>> begin Supplied information

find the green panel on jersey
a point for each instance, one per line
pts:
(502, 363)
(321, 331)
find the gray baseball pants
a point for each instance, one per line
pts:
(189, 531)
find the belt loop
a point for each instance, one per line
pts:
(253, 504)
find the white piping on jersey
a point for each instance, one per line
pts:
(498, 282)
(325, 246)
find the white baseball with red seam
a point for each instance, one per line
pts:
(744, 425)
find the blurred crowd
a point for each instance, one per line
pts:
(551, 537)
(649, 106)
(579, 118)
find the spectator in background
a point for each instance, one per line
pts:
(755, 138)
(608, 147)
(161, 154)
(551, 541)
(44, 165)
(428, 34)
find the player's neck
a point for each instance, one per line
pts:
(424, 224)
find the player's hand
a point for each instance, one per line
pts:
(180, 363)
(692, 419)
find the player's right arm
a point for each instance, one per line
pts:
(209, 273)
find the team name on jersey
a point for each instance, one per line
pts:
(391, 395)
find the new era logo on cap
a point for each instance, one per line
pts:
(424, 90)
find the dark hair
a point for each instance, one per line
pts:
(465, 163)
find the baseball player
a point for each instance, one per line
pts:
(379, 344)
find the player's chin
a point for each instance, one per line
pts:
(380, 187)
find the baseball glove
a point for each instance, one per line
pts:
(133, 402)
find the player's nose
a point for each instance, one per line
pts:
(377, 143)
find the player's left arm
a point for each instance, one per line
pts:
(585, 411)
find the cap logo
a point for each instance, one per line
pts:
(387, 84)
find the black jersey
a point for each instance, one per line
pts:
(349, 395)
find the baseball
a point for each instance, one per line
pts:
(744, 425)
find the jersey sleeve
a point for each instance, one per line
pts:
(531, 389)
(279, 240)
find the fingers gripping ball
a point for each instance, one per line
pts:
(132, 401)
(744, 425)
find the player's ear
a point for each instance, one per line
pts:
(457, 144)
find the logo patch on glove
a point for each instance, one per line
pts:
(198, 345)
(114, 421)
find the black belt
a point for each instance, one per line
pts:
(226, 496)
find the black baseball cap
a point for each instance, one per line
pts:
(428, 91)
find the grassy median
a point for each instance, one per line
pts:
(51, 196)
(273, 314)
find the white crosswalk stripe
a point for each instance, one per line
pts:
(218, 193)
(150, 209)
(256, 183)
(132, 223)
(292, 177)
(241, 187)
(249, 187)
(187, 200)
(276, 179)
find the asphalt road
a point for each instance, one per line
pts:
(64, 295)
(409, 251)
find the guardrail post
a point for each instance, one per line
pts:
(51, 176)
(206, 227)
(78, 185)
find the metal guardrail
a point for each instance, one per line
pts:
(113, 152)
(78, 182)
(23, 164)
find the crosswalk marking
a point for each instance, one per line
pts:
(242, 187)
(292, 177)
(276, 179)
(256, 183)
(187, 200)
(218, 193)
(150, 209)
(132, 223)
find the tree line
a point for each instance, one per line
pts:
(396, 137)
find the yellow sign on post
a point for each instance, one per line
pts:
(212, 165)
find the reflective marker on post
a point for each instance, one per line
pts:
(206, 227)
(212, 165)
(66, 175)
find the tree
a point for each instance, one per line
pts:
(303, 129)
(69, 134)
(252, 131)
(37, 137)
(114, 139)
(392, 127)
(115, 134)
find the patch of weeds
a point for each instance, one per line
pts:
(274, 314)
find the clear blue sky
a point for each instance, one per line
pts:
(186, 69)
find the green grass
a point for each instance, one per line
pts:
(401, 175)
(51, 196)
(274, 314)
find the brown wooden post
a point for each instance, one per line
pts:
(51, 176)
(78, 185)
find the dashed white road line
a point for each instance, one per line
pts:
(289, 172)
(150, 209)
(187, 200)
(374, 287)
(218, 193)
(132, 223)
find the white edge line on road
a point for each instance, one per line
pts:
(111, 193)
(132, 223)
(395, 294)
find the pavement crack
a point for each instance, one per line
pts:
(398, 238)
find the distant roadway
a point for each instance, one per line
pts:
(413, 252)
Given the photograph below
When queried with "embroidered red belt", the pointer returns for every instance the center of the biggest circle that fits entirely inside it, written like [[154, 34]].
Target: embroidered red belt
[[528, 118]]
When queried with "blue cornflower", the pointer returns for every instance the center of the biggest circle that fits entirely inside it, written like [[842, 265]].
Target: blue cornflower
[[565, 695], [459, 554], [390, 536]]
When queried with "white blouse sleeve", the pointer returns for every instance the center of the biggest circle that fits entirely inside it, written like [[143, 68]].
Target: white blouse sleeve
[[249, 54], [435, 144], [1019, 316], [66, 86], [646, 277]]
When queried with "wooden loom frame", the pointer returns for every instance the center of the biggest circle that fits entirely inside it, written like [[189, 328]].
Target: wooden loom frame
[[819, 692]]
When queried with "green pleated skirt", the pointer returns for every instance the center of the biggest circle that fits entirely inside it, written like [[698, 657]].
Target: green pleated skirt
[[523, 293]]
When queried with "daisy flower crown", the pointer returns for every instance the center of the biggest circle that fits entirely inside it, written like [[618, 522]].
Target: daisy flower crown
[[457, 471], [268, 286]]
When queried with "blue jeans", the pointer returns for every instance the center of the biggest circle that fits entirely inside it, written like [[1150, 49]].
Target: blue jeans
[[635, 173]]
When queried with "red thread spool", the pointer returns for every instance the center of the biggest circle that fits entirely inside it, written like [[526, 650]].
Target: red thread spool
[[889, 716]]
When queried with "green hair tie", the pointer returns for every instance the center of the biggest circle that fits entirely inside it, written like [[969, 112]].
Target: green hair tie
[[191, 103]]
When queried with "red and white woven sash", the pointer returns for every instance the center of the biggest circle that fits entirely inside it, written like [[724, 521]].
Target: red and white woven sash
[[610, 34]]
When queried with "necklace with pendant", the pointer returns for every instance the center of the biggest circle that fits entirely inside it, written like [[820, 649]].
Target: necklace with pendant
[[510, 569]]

>> end Supplied information

-- What you need to do --
Give all of the entries again, word for word.

-- Response for this exercise --
find the green panel on jersey
a point for each instance, one per line
pts:
(502, 363)
(321, 331)
find the gray baseball pants
a point for each instance, one per line
pts:
(189, 531)
find the belt loop
a point for each instance, one per line
pts:
(253, 504)
find the white piping on jersey
a point for each instance, one per line
pts:
(498, 282)
(325, 246)
find the white baseball with red seam
a point for each instance, one per line
pts:
(744, 425)
find the blurred crowd
a point for each instance, one per line
pts:
(551, 537)
(649, 106)
(579, 118)
find the spectator in background
a point for each instance, one per line
pts:
(755, 138)
(608, 147)
(161, 154)
(551, 541)
(44, 165)
(428, 34)
find the player's neck
a point for each instance, one per line
pts:
(424, 224)
find the player's hand
a point for each instance, one per line
pts:
(180, 363)
(692, 419)
find the player's right arm
a point for each instance, one per line
pts:
(209, 273)
find the team name on jersey
a point for each instance, one per line
pts:
(391, 395)
find the new era logo on cap
a point for each instance, one per line
pts:
(424, 90)
find the dark hair
a point for each instance, one per line
pts:
(465, 163)
find the baseball player
a point for each instance, one per line
pts:
(379, 344)
find the player's chin
a point for each instance, one per line
pts:
(380, 187)
find the baseball glove
a point for each instance, one per line
pts:
(133, 402)
find the player's nose
a point for each instance, one per line
pts:
(377, 143)
find the player's left arm
a point for each instance, one per line
pts:
(585, 411)
find the cap logo
a point for each instance, one per line
pts:
(387, 84)
find the black jersey
a point for each instance, one per line
pts:
(349, 395)
find the baseball
a point for each instance, one per line
pts:
(744, 425)
find the jersey sleeve
a point for each instance, one per line
pts:
(531, 389)
(279, 240)
find the fingers gripping ball
a point for each instance, one per line
pts:
(132, 401)
(744, 425)
find the player's ear
a point for each instance, one per line
pts:
(457, 144)
find the logo patch on glove
a point for each instance, one per line
pts:
(198, 345)
(114, 421)
find the black belt
a point for each instance, one per line
pts:
(226, 496)
find the black baseball cap
a point for each instance, one per line
pts:
(428, 91)
find the grassy median
a point for each instance, one per line
pts:
(51, 196)
(273, 314)
find the white crosswalk stripe
a point for each instance, one per line
pts:
(218, 193)
(150, 209)
(256, 183)
(132, 223)
(292, 177)
(241, 187)
(249, 187)
(187, 200)
(276, 179)
find the asphalt road
a point for each instance, one per line
pts:
(64, 295)
(409, 251)
find the guardrail post
a point for each instance, one per line
pts:
(51, 176)
(206, 227)
(78, 185)
find the metal guardrail
a point for each instance, one per line
pts:
(113, 152)
(78, 182)
(23, 164)
find the crosswalk marking
a point for each instance, one per line
pts:
(242, 187)
(292, 177)
(276, 179)
(256, 183)
(187, 200)
(218, 193)
(150, 209)
(132, 223)
find the tree line
a point for each instance, one per line
pts:
(396, 137)
find the yellow sign on post
a point for each instance, one per line
pts:
(212, 165)
find the reflective marker on post
a point for each instance, one per line
pts:
(206, 227)
(212, 165)
(66, 175)
find the tree
a point for each instance, one per line
pts:
(303, 129)
(69, 134)
(252, 131)
(37, 137)
(114, 139)
(392, 127)
(115, 134)
find the patch of weeds
a point for each instance, one per line
pts:
(274, 314)
find the clear blue sky
a point for each instance, one per line
pts:
(186, 69)
find the green grass
a point for each instance, one per line
pts:
(401, 175)
(51, 196)
(274, 314)
find the brown wooden post
a point for each instance, one per line
pts:
(51, 176)
(78, 185)
find the dashed white road line
a point for each instance, one per line
pts:
(289, 172)
(150, 209)
(187, 200)
(374, 287)
(218, 193)
(132, 223)
find the white edge line on road
a point for each instance, one per line
pts:
(111, 193)
(132, 223)
(395, 294)
find the pavement crack
a point for each instance, one per line
pts:
(398, 238)
find the distant roadway
a point for each instance, one per line
pts:
(413, 252)
Given the photograph below
When queried with "embroidered red belt", the pointer returns for every instance the center of the biggest circle that fits entirely inside it, written like [[154, 34]].
Target: embroidered red belt
[[528, 118]]
When queried with "blue cornflower", the pointer returns for every instance the center of the biggest circle that fits entirely inside it, written like [[842, 265]].
Target: blue cornflower
[[565, 695], [459, 554], [390, 536]]
When queried with "white blouse sleeve", the pointer returns for every instance the center of the biggest circle that fits entirely inside it, written like [[143, 68]].
Target: white blouse sleeve
[[249, 54], [435, 144], [1019, 316], [66, 86], [646, 277]]
When queried with "wooden loom frame", the pointer returns for every instance the center of the biggest circle that fits entirely inside it, written like [[189, 328]].
Target: wooden loom frame
[[819, 692]]
When queried with "green pleated skirt", the pointer returns for every instance the center of the biggest circle that fits entirely inside it, written like [[698, 657]].
Target: green pleated skirt
[[523, 293]]
When queried with "daisy flower crown", the pointer returns for every instance the center of the biggest circle that fits entirely inside it, written like [[618, 522]].
Target: daisy flower crown
[[457, 471], [268, 286]]
When queried with "blue jeans", the pointer returns for every instance the center of the biggest circle that fits entirely inside it, written like [[1150, 49]].
Target: blue jeans
[[635, 173]]
When queried with "red thread spool", the pointer returns for every instance the center of the biggest circle that fits entirely inside it, written like [[526, 650]].
Target: red thread spool
[[889, 716]]
When queried with "green hair tie", the pointer returns for every instance the center of the biggest circle that fits entirely inside it, written like [[969, 112]].
Target: green hair tie
[[191, 103]]
When queried with "red and white woven sash", the pointer returns for every instance the center of the biggest circle that fits entirely inside it, written like [[724, 521]].
Target: red and white woven sash
[[610, 34]]
When queried with "necklace with pendant", the pointer returns for every instance the center of the biggest circle that fits entirely inside it, written like [[820, 649]].
Target: necklace with pendant
[[510, 569]]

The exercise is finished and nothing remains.